[Stored records]
▼▼▼
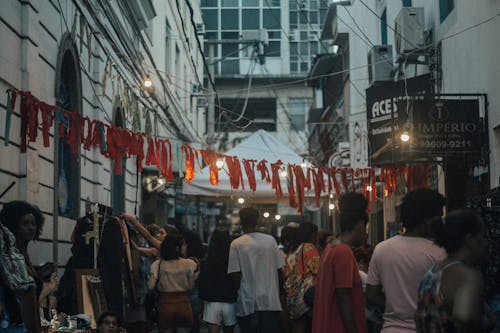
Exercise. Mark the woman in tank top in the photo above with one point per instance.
(450, 297)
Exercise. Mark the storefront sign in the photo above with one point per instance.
(384, 118)
(444, 127)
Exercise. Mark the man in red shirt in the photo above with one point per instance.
(338, 301)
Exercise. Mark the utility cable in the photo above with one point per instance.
(389, 26)
(302, 12)
(187, 40)
(278, 20)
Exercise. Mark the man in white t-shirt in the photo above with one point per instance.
(255, 264)
(399, 263)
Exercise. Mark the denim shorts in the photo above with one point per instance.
(222, 314)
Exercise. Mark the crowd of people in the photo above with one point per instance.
(308, 281)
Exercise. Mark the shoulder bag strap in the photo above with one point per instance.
(158, 276)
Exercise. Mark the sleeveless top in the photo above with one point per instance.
(433, 310)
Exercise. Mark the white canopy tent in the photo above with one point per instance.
(259, 146)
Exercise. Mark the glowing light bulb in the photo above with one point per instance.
(148, 83)
(405, 137)
(219, 163)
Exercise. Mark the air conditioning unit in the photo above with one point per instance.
(200, 29)
(380, 64)
(409, 34)
(313, 38)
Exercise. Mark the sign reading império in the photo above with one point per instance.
(443, 127)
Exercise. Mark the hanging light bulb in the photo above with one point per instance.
(405, 136)
(147, 82)
(219, 163)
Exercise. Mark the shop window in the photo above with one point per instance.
(273, 49)
(445, 8)
(210, 19)
(250, 3)
(118, 181)
(66, 164)
(208, 3)
(250, 19)
(229, 3)
(271, 18)
(230, 19)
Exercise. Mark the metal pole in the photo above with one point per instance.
(211, 104)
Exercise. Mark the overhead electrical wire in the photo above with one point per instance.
(302, 12)
(388, 25)
(187, 41)
(68, 30)
(278, 20)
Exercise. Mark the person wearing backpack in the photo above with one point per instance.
(21, 224)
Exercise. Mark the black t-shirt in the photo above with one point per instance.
(215, 286)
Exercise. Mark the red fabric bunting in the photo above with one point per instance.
(25, 103)
(32, 119)
(291, 191)
(48, 113)
(189, 173)
(151, 155)
(275, 180)
(74, 136)
(235, 174)
(210, 158)
(300, 184)
(249, 166)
▲▲▲
## Goal
Render the listing above as a JSON list of strings, one string per line, skipping blank lines and leaving out the pictures.

## Finished answer
[
  "Exercise. Mark the woman in tank top in the photo above with one point per instance.",
  "(450, 297)",
  "Exercise. Mark the storefront sign in the photo above with one point per instance.",
  "(384, 118)",
  "(444, 127)",
  "Exercise. Mark the man in red shirt in the photo above with one point per instance.",
  "(338, 301)",
  "Exercise. Mark the utility cable in the photo above with one point per instance.",
  "(389, 26)",
  "(302, 12)",
  "(187, 40)",
  "(278, 20)",
  "Exercise. Mark the man in white t-shirt in the photo above with one point per instance.",
  "(255, 264)",
  "(399, 263)",
  "Exercise. Mark the denim shorts in the photo above with one point per instance.",
  "(222, 314)",
  "Exercise. Mark the crowd of people in the photo above with one point per instance.",
  "(308, 281)",
  "Exercise. Mark the shoulder bag strap in the photo above with one point per instance.",
  "(158, 276)",
  "Exercise. Mark the sleeveless top in the photo above with one point per instance.",
  "(433, 310)",
  "Exercise. Mark the white canopy tent in the photo above with one point per instance.",
  "(259, 146)",
  "Exercise. Mark the glowing light bulb in the photo above with one point per instance.",
  "(148, 83)",
  "(405, 137)",
  "(219, 163)",
  "Exercise. Mark the air conditioning unit in the photo above with one point per instance.",
  "(200, 29)",
  "(380, 64)",
  "(409, 34)",
  "(313, 38)",
  "Exercise. Mark the sign reading império in the photo above with one point per instance.",
  "(443, 127)",
  "Exercise. Mark the hanging light bulb in the photo above with one point per instance.",
  "(405, 136)",
  "(147, 82)",
  "(219, 163)",
  "Exercise. Mark the shop window in the photo above with one point per instance.",
  "(273, 49)",
  "(445, 8)",
  "(210, 19)",
  "(250, 3)",
  "(118, 181)",
  "(66, 164)",
  "(208, 3)",
  "(250, 19)",
  "(229, 3)",
  "(271, 18)",
  "(230, 19)",
  "Exercise. Mark the metal pole in the photo above with one point per instance.",
  "(211, 104)",
  "Exercise. Mark the overhead electrical wire in the photo above with one point per instance.",
  "(302, 12)",
  "(388, 25)",
  "(187, 41)",
  "(68, 30)",
  "(278, 20)",
  "Exercise. Mark the person wearing backpack in the photo above with one point per instance.",
  "(21, 224)",
  "Exercise. Mark the black t-shirt in the photo above with one point per instance.",
  "(215, 286)",
  "Exercise. Mark the red fabric bunting in the photo above with one point per instance.",
  "(25, 103)",
  "(32, 119)",
  "(291, 191)",
  "(48, 113)",
  "(189, 173)",
  "(151, 155)",
  "(275, 180)",
  "(74, 136)",
  "(235, 174)",
  "(210, 158)",
  "(300, 184)",
  "(249, 166)"
]